Actor Chloë Moretz, the star of new gay conversion therapy movie The Miseducation of Cameron Post, has said that her brothers tried to “pray the gay away” when they struggled to accept their sexuality.
Speaking to the BBC, Moretz, explained that she was raised in the “very Christian baptist town” of Rome, Georgia.
“So, when my brothers came out it, was fairly jarring to the community. We were very blessed to have my mother who is incredibly progressive,” she said.
“But, nonetheless, they dealt with a lot of self-hate when they came out. And they tried to, which is very common within the community that we grew up in, ‘pray the gay away’ on their own before coming out to the family, which I was unaware of during the time.
Moretz, who described herself as an “advocate and ally” of the LGBT+ community, added that finding out that her brothers had done this was “shocking.”
The actor stars as the title character in The Miseducation of Cameron Post, who is sent of to a gay conversion therapy camp after getting caught having sex with the school prom queen, and is based on the 2012 novel of the same name by Emily M. Danfort.
The Miseducation of Cameron Post was released in the US on August 3, and is out in cinemas from September 7 in the UK.
The 21-year old recently said that “queer films should be made be queer people” while discussing a rival moviel release, Boy, Erased.
Moretz said that her film was directed by a bisexual woman—Desiree Akhavan—while Boy, Erased is directed and written by Hollywood star Joel Edgerton.
Boy Erased is, however, based on the memoirs of a gay man, Garrard Conley, who was forced to undergo ‘cure’ therapy as a teenager.
Moretz also argued that Hollywood could do more to tell LGBT+ stories, saying: “Even though people want these movies to be told, they want these things to be said, they’re not backing it enough.
“They’re still backing first and foremost the straight white man who is going to be putting out the movie that’s the safer bet,” she went on.
“They want something that’s a pretty package, but that’s still tolerable and acceptable. And I think that’s unfair.”
A report published earlier this year found that LGBT+ representation was down in Hollywood in 2017.
The statistics, published by LGBT media advocacy association GLAAD, found that only 14 major studio releases had LGBT characters, making up only 12.8 percent of films.
“At a time when the entertainment industry is holding much-needed discussions about inclusion, now is the time to ensure the industry takes meaningful action and incorporates LGBTQ stories and creators as among priorities areas for growing diversity,” said GLAAD chief executive Sarah Kate Ellis.

* Record set
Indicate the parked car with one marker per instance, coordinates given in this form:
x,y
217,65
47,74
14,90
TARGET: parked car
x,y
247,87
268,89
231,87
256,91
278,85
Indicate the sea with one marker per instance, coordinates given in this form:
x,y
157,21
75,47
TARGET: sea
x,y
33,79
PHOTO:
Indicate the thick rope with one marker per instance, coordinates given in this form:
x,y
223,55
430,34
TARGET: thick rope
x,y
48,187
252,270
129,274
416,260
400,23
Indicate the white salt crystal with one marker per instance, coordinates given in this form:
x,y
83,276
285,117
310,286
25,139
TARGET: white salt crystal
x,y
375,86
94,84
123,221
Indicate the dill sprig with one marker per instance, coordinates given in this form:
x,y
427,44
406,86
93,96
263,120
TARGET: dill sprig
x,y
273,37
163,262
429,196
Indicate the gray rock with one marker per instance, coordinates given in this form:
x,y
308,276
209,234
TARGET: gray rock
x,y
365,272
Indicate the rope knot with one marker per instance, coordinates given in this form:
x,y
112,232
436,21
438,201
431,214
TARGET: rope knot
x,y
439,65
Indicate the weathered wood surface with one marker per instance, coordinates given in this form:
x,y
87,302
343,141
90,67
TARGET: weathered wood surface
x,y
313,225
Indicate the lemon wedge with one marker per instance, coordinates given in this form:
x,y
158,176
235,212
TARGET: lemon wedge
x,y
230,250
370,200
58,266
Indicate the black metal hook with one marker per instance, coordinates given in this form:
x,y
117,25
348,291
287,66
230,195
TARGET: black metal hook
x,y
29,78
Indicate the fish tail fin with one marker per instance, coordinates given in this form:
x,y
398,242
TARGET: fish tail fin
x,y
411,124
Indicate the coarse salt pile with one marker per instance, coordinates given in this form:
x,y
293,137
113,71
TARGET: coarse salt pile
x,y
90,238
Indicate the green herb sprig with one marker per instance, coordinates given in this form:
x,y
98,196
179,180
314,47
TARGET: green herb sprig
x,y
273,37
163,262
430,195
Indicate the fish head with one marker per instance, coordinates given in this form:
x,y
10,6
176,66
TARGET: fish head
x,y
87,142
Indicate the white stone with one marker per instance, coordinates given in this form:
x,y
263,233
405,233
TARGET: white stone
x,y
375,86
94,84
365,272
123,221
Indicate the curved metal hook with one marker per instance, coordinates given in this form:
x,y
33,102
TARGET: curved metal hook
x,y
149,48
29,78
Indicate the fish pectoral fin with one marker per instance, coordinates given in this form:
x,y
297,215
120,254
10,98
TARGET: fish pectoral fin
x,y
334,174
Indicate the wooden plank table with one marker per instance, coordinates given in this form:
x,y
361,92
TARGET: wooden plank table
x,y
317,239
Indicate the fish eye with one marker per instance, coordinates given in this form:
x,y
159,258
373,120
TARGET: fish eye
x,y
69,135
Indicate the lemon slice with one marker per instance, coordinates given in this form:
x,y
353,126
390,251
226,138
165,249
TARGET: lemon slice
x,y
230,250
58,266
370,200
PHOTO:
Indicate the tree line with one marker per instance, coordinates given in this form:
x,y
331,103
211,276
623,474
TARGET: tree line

* To do
Quote the article on Chloë Moretz word for word from "Actor Chloë Moretz, the" to "during the time.". The records have no connection to the article on Chloë Moretz.

* Result of the task
Actor Chloë Moretz, the star of new gay conversion therapy movie The Miseducation of Cameron Post, has said that her brothers tried to “pray the gay away” when they struggled to accept their sexuality.
Speaking to the BBC, Moretz, explained that she was raised in the “very Christian baptist town” of Rome, Georgia.
“So, when my brothers came out it, was fairly jarring to the community. We were very blessed to have my mother who is incredibly progressive,” she said.
“But, nonetheless, they dealt with a lot of self-hate when they came out. And they tried to, which is very common within the community that we grew up in, ‘pray the gay away’ on their own before coming out to the family, which I was unaware of during the time.